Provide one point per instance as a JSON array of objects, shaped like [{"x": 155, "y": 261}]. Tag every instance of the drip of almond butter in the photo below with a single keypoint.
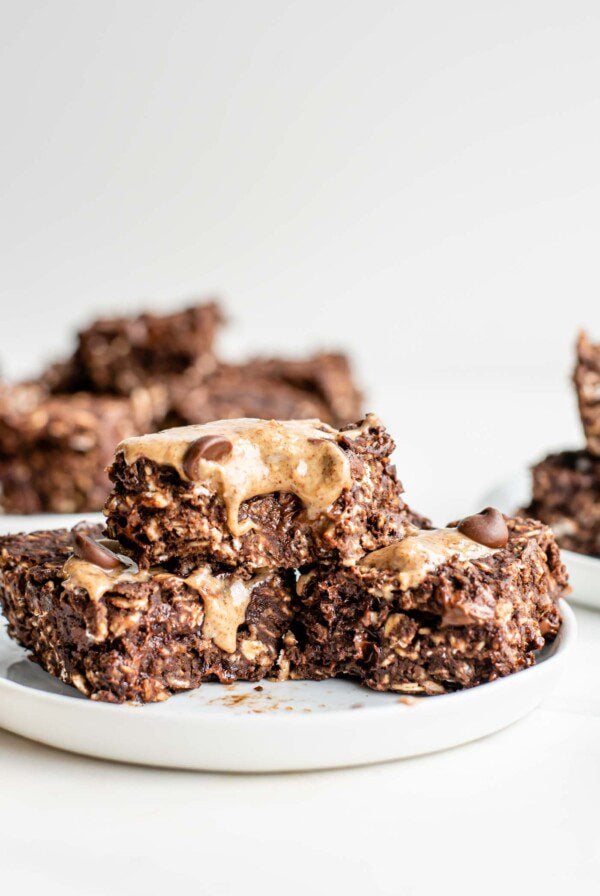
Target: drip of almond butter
[
  {"x": 225, "y": 598},
  {"x": 298, "y": 456},
  {"x": 415, "y": 556}
]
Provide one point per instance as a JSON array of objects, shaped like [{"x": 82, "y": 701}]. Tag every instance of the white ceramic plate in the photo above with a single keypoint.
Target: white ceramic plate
[
  {"x": 584, "y": 572},
  {"x": 268, "y": 727}
]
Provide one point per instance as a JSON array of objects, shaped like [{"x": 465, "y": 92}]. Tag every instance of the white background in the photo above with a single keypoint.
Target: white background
[{"x": 418, "y": 182}]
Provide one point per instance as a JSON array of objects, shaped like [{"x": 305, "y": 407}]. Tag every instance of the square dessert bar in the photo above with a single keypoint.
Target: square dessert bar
[
  {"x": 54, "y": 450},
  {"x": 319, "y": 387},
  {"x": 256, "y": 493},
  {"x": 432, "y": 613},
  {"x": 587, "y": 383},
  {"x": 119, "y": 354},
  {"x": 118, "y": 633},
  {"x": 566, "y": 496}
]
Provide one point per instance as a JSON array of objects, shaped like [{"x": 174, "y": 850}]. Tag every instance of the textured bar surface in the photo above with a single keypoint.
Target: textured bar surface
[
  {"x": 163, "y": 518},
  {"x": 468, "y": 621},
  {"x": 142, "y": 638}
]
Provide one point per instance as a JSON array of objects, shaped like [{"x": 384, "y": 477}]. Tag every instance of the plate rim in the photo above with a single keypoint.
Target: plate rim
[{"x": 561, "y": 647}]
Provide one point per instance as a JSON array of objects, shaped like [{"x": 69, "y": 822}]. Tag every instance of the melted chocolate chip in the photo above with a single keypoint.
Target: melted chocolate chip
[
  {"x": 88, "y": 549},
  {"x": 204, "y": 448},
  {"x": 488, "y": 528}
]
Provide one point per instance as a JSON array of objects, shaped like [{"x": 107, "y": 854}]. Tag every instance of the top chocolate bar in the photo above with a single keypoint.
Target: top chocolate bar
[
  {"x": 256, "y": 494},
  {"x": 116, "y": 355}
]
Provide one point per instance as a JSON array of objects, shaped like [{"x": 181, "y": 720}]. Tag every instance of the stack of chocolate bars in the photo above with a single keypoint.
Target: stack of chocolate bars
[
  {"x": 566, "y": 486},
  {"x": 129, "y": 376},
  {"x": 242, "y": 549}
]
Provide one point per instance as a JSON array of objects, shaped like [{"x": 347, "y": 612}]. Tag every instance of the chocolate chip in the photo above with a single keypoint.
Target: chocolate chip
[
  {"x": 204, "y": 448},
  {"x": 88, "y": 549},
  {"x": 488, "y": 528}
]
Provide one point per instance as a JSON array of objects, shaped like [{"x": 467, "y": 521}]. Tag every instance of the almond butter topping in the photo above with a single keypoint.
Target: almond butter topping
[
  {"x": 418, "y": 554},
  {"x": 298, "y": 456},
  {"x": 225, "y": 598}
]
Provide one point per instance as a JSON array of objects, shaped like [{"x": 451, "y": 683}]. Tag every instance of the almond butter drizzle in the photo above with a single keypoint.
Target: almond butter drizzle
[
  {"x": 415, "y": 556},
  {"x": 298, "y": 456},
  {"x": 225, "y": 598}
]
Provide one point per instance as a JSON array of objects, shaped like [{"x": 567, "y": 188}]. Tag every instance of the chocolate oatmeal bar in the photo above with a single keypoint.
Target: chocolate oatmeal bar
[
  {"x": 432, "y": 613},
  {"x": 54, "y": 450},
  {"x": 256, "y": 493},
  {"x": 319, "y": 387},
  {"x": 117, "y": 355},
  {"x": 119, "y": 633},
  {"x": 566, "y": 496},
  {"x": 587, "y": 383}
]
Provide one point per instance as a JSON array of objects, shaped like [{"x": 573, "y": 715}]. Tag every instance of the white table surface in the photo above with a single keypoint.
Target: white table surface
[{"x": 513, "y": 811}]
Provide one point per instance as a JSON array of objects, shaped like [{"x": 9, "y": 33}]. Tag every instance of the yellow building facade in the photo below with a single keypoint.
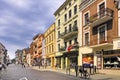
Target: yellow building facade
[
  {"x": 49, "y": 37},
  {"x": 67, "y": 26}
]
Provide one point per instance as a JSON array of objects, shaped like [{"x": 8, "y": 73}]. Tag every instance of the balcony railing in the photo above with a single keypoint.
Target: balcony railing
[
  {"x": 69, "y": 33},
  {"x": 101, "y": 17}
]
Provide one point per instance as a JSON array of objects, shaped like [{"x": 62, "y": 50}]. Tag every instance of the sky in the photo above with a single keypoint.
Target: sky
[{"x": 21, "y": 20}]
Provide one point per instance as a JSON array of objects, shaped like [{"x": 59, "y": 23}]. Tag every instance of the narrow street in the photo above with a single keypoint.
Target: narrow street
[{"x": 15, "y": 72}]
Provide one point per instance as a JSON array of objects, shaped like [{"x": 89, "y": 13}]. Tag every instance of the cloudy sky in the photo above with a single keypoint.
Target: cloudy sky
[{"x": 20, "y": 20}]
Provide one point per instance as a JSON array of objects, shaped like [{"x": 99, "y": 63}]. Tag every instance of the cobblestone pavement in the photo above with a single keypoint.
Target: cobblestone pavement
[
  {"x": 15, "y": 72},
  {"x": 100, "y": 76}
]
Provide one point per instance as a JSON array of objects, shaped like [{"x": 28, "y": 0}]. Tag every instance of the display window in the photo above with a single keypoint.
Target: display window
[{"x": 88, "y": 60}]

--- Task statement ---
Copy the records exactly as they appear, excluding images.

--- Result of this exercise ---
Provide one point per instance as a JSON array of objects, shaped like [{"x": 155, "y": 261}]. Tag every instance of the drip of almond butter in the photo below with a single keypoint.
Target: drip of almond butter
[
  {"x": 225, "y": 598},
  {"x": 298, "y": 456},
  {"x": 415, "y": 556}
]
Provide one point per instance as a JSON array of objects, shaped like [{"x": 82, "y": 701}]. Tag every instance of the white ceramic plate in the photo above with a single keypoint.
Target: white ceramic plate
[
  {"x": 584, "y": 572},
  {"x": 268, "y": 727}
]
Provide one point per instance as a JSON array of objects, shaped like [{"x": 465, "y": 92}]. Tag every instance of the white background in the photo above with a single keypoint.
Target: white background
[{"x": 418, "y": 182}]
Provide one point per instance as a JSON array of objects, shaped like [{"x": 305, "y": 407}]. Tag every instance of the square dessert bar in the photo above with a single keypoint.
Target: square dessert bar
[
  {"x": 54, "y": 450},
  {"x": 319, "y": 387},
  {"x": 256, "y": 493},
  {"x": 432, "y": 613},
  {"x": 587, "y": 383},
  {"x": 119, "y": 354},
  {"x": 118, "y": 633},
  {"x": 566, "y": 496}
]
Provide one point per instance as a JSON array of objects, shaped like [{"x": 174, "y": 850}]. Tag every instance of the textured bar surface in the photo above with a single keypoint.
Target: textured bar surface
[
  {"x": 163, "y": 518},
  {"x": 468, "y": 621},
  {"x": 142, "y": 638}
]
Provide one point per instance as a JSON array of objects, shaped like [{"x": 384, "y": 477}]. Tag every instance of the plate rim in the photo above with a single keypoint.
Target: plate rim
[{"x": 561, "y": 647}]
Provide one point per instance as a JSON array of objects, shaped like [{"x": 69, "y": 822}]. Tag every instance of the melted chocolate chip in the photo above with a single keypoint.
Target: melted chocolate chip
[
  {"x": 88, "y": 549},
  {"x": 204, "y": 448},
  {"x": 488, "y": 528}
]
Provide one point per instance as a JSON array of objects, shaped like [{"x": 107, "y": 854}]. Tag every instance of the top chocolate bar in the photo above with a single keypoint.
Target: top chocolate bar
[
  {"x": 256, "y": 494},
  {"x": 116, "y": 355}
]
Provide one point per instance as a JSON array of objects, shaped like [{"x": 181, "y": 720}]. Tag every instance of the stack of chocolate bars in the photo above with a single keypoint.
Target: stack of chocolate bars
[
  {"x": 566, "y": 486},
  {"x": 129, "y": 376},
  {"x": 242, "y": 549}
]
Provide one point per instance as a JSON array of objects, shaped like [{"x": 347, "y": 612}]. Tag every instance of the chocolate chip in the photo above with a single keypoint.
Target: chocolate chip
[
  {"x": 204, "y": 448},
  {"x": 88, "y": 549},
  {"x": 488, "y": 528}
]
Provide one point per instance as a JSON array of objects, shaped like [{"x": 467, "y": 521}]. Tag every instance of the almond butter topping in the photo above with a single keypoint.
Target: almond butter topping
[
  {"x": 418, "y": 554},
  {"x": 298, "y": 456},
  {"x": 225, "y": 598}
]
Provide one point per instance as a JSON array of objects, shaped like [{"x": 451, "y": 683}]. Tag every instance of the almond butter drizzle in the photo above with a single keypoint.
Target: almond butter drizzle
[
  {"x": 415, "y": 556},
  {"x": 298, "y": 456},
  {"x": 225, "y": 598}
]
Provide one point per instance as a JSON array of objects, shaped like [{"x": 567, "y": 188}]. Tag every instance of the chocolate oatmeal bar in the photo above with a single keypoint.
Target: chocolate oatmeal bar
[
  {"x": 432, "y": 613},
  {"x": 54, "y": 450},
  {"x": 256, "y": 493},
  {"x": 319, "y": 387},
  {"x": 117, "y": 355},
  {"x": 119, "y": 633},
  {"x": 566, "y": 496},
  {"x": 587, "y": 383}
]
Provide one point per instance as a JSON array of objects, shaped like [{"x": 573, "y": 715}]. Tag every instance of the white table surface in the photo above with a single keypoint.
Target: white table surface
[{"x": 513, "y": 811}]
Provide one point per instance as a JSON array of objects, shaped like [{"x": 9, "y": 33}]. Tag every instance of the yellow building facade in the photo below with a single keypoint.
Target: yellow building facade
[
  {"x": 49, "y": 37},
  {"x": 67, "y": 26}
]
Provide one point per instance as a JSON array of objects, shaped like [{"x": 8, "y": 73}]. Tag every instance of the balcony railing in the photo above with a single keypoint.
Target: balcony railing
[
  {"x": 69, "y": 33},
  {"x": 101, "y": 17}
]
Provide one point per instance as a JSON array of objects, shaped like [{"x": 62, "y": 50}]. Tag every instance of the sky in the photo above with a single keypoint.
Target: sky
[{"x": 21, "y": 20}]
Provide one point per instance as a JSON array of objects, shaped like [{"x": 59, "y": 23}]. Tag every instance of the narrow street in the photo above with a single keypoint.
Target: narrow street
[{"x": 15, "y": 72}]
Provide one point per instance as a JSON array of objects, shaped like [{"x": 89, "y": 13}]. Tag every instance of the cloudy sky in the photo above with a single keypoint.
Target: cloudy sky
[{"x": 20, "y": 20}]
Provide one point per instance as a JSON array of objects, shaped like [{"x": 99, "y": 63}]. Tag every instance of the cobblestone pavement in the photo above with a single keypoint.
Target: cobblestone pavement
[
  {"x": 15, "y": 72},
  {"x": 100, "y": 76}
]
Provide one point per instance as a JSON array of objects, shaped like [{"x": 28, "y": 0}]. Tag every instance of the display window in the photo above with a single keypoint.
Target: display window
[{"x": 88, "y": 60}]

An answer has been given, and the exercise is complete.